# Предоставленный текст
|---|

В этом своем полном определении божественное начало является нам в
христианстве. Здесь наконец мы вступаем на почву собственно христианского
Откровения.
Следуя за ходом развития религиозного сознания до христианства, я
указал главные фазисы этого развития;
во-первых -- пессимизм и аскетизм (отрицательное отношение к природе и
жизни), с чрезвычайною последовательностью развитый в буддизме; затем
идеализм (признание другого, идеального мира за пределами этой видимой
действительности), достигший полной ясности в мистических умозрениях
Платона; далее монотеизм (признание за пределами видимой действительности не
только мира идей, но признание безусловного начала как положительного
субъекта или я), как характеристический принцип религиозного сознания в
иудействе; наконец, последнее определение божественного начала в
дохристианском религиозном сознании -- определение его как триединого Бога,
находимое нами в александрийской теософии и основанное на сознании отношения
Бога как сущего к его универсальному содержанию или сущности.
Все эти фазисы религиозного сознания заключаются в христианстве, вошли
в состав его.
Во-первых, христианство необходимо заключает в себе аскетическое
начало: оно исходит из признания, выраженного апостолом Иоанном, что "весь
мир лежит во зле"[3]. Во-вторых, необходимый элемент в христианстве есть
идеализм -- признание иного, идеального космоса, признание царства небесного
за пределами мира земного. Далее, христианство существенно монотеистично.
Наконец, и учение о триедином Боге также не {136}только необходимо входит в
состав христианства, но лишь в христианстве впервые оно сделалось общим и
открытым религиозным догматом.
Все эти фазисы развития, таким образом, составляют часть христианства;
но столь же несомненно, что ни один из них и все они вместе не представляют
собою особенного характеристического содержания христианства. Если бы
христианство было только соединением этих элементов, то оно не представляло
бы собой никакой новой мировой силы, было бы только эклектическою системой,
какие часто встречаются в школах, но никогда не действуют в жизни, не
совершают мировых исторических переворотов, не разрушают одного мира и не
создают другого.
Христианство имеет свое собственное содержание, независимое от всех
этих элементов, в него входящих, и это собственное содержание есть
единственно и исключительно Христос. В христианстве как таком мы находим
Христа и только Христа -- вот истина, много раз высказанная, но очень мало
усвоенная.

|---|

# Записанные сведения
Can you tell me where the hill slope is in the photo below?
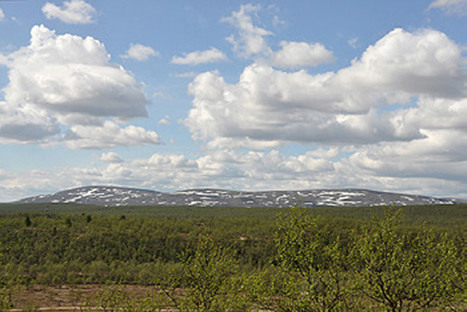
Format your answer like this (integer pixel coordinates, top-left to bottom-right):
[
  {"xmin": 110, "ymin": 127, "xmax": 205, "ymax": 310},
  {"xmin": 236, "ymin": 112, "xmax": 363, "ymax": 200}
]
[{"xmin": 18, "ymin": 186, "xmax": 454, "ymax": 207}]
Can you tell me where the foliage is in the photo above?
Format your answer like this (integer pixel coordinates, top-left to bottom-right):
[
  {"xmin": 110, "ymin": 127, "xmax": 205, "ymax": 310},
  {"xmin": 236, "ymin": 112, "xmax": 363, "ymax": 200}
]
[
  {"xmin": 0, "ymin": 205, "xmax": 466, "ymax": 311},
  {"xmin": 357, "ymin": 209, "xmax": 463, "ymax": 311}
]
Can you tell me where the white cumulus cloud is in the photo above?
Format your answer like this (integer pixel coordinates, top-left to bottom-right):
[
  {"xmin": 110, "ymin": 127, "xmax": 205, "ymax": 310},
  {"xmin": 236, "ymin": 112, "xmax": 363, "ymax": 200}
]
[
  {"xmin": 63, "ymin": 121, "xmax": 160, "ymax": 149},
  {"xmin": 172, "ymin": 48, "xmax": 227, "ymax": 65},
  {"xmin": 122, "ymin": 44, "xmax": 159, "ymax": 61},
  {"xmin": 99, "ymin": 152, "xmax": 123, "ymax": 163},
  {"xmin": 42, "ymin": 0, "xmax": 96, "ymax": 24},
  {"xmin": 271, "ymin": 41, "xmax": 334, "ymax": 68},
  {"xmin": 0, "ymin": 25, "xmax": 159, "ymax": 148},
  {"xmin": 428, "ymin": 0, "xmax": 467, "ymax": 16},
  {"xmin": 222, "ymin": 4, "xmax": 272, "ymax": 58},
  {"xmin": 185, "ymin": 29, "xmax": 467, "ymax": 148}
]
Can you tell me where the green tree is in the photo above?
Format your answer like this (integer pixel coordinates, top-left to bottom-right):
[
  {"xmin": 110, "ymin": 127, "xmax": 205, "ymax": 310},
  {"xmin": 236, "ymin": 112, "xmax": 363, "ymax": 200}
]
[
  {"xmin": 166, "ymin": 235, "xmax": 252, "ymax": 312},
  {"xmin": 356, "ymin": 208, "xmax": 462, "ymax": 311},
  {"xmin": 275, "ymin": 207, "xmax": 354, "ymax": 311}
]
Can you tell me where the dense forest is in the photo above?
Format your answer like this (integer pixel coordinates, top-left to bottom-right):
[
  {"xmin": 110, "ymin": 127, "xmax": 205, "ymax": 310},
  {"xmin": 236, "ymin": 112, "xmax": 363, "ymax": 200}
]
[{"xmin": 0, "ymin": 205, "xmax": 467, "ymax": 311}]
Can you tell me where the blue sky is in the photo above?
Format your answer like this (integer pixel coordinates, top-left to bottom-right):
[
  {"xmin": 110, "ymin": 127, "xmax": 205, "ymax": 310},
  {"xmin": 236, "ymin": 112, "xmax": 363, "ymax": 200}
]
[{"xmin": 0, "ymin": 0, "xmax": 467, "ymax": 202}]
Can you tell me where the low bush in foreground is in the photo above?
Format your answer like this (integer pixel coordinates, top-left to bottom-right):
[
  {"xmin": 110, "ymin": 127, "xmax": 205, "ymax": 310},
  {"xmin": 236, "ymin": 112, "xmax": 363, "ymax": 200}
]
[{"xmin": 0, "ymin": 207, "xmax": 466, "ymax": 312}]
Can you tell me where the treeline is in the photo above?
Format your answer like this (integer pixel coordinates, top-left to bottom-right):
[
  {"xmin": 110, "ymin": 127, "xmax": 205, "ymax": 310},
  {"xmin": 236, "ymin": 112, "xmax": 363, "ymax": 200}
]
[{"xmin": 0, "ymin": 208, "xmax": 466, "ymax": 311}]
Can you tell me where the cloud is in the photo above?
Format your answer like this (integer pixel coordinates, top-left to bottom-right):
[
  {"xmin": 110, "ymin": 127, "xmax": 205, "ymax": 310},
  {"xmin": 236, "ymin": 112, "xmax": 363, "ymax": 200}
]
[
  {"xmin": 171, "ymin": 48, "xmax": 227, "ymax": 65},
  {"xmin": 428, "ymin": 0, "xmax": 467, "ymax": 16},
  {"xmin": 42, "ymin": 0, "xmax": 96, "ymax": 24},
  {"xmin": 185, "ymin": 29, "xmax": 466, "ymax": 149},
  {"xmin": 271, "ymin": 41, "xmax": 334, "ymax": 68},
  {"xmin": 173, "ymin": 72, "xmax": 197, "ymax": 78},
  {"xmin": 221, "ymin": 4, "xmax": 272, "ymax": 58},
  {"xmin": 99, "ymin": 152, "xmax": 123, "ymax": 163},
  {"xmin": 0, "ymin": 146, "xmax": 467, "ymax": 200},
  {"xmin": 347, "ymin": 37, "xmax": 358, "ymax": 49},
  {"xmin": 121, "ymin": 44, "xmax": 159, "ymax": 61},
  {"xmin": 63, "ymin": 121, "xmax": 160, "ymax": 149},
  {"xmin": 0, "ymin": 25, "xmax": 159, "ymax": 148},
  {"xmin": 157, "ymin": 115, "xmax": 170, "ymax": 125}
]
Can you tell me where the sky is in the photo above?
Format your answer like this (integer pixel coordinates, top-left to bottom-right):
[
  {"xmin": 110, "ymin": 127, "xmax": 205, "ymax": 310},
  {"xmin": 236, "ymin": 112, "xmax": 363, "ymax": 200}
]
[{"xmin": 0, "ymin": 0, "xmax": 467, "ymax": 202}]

|---|

Перепишите из текста о христианстве без изменений весь фрагмент, начиная со слов «Все эти фазисы развития, таким» и вплоть до слов «создают другого.» включительно.

Все эти фазисы развития, таким образом, составляют часть христианства;
но столь же несомненно, что ни один из них и все они вместе не представляют
собою особенного характеристического содержания христианства. Если бы
христианство было только соединением этих элементов, то оно не представляло
бы собой никакой новой мировой силы, было бы только эклектическою системой,
какие часто встречаются в школах, но никогда не действуют в жизни, не
совершают мировых исторических переворотов, не разрушают одного мира и не
создают другого.